→ **Source document**
God’s
Platitudes
What if God spoke, and it wasn’t worth the hearing? Like some televised
presidential address that you’re just not interested in hearing? You click
off it and try to hunt up something interesting, even a rerun, on some other
channel. The whole idea conjures up a rather different sort of faith crisis
than we are used to considering. What if God exists, but he’s a moron?
I was moved to think along these lines (and not for the first time, believe
me) by the recent vacuous utterance of Pope Ratzinger about the hackneyed theme
of the “commercialization of Christmas.” Big surprise: he called
on the faithful not to buy a lot of presents for loved ones and friends, but
to give them the gift of a smile instead. Yeah, that’s gonna work all
right! “Thanks, Cousin Zelda! Must have cost you a bundle! You shouldn’t
have! And, er, here’s my gift to you.” An embarrassed grin, and
it’s only going to make Zelda curse you as a cheapskate all the way home.

→ **Given material**
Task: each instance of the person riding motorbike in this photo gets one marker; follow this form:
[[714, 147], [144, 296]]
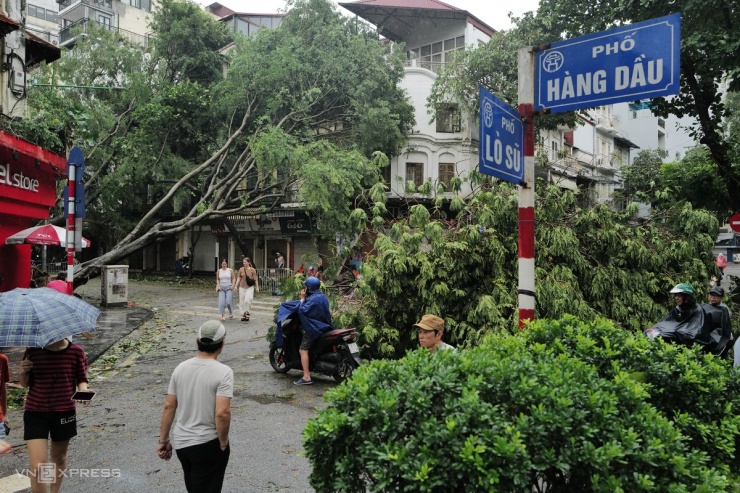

→ **Requirements**
• a. In the essay on God's platitudes, what did Pope Ratzinger urge the faithful to give loved ones and friends in place of many presents?
• b. Rewrite the paragraph of the essay on God's platitudes that begins "What if God spoke" as a shorter paragraph that keeps its main points.
• c. Continue the essay on God's platitudes from its final sentence.

→ **Answers in order**
• a. The gift of a smile.

• b. The essay asks what would follow if God spoke and was not worth hearing, like a televised presidential address one switches off in search of something better, even a rerun. Such a possibility suggests an unfamiliar kind of faith crisis: a God who exists but is a moron.

• c.
Merry Christmas!
The Pope, it would seem, has as little grasp of the facts of reality in a mundane
area like this as he does in matters of science or historical criticism. In
fact, you can always count on every Papal effusion to be a groaning piece of
studied irrelevance. Every thing he (and his predecessors) says appears to be
a calculated effort to demonstrate that senility goes with the job. As if being
heavenly minded automatically entails being of no earthly good. A war is raging,
having erupted from a volatile mix of social and economic factors. And what’s
the Vicar of Christ got to say about it? Nothing more than he would say to two
school kids tussling on the playground. “C’mon, fellas! Break it
up! There’ll be lemonade for everybody inside!” Yeah, padre, we
know peace is better. Everybody knows that. If that’s all there were to
it, the war, any war, would never have started. So, to be listened to, you better
have something better than that up your brocaded white sleeve.
Does it occur to his Popishness that people expressing their affection and indulging
their desire to see the pleasure break forth across the faces of eager children
might be a good thing? The attitude of the Pope and his religion (fortunately,
most of his flock knows better!) is “Just say No”—to everything.
Asceticism looks like the way to go because, deep down, one hates this world
and wishes to be a bit of water vapor riding a cloud in the sky. No thanks!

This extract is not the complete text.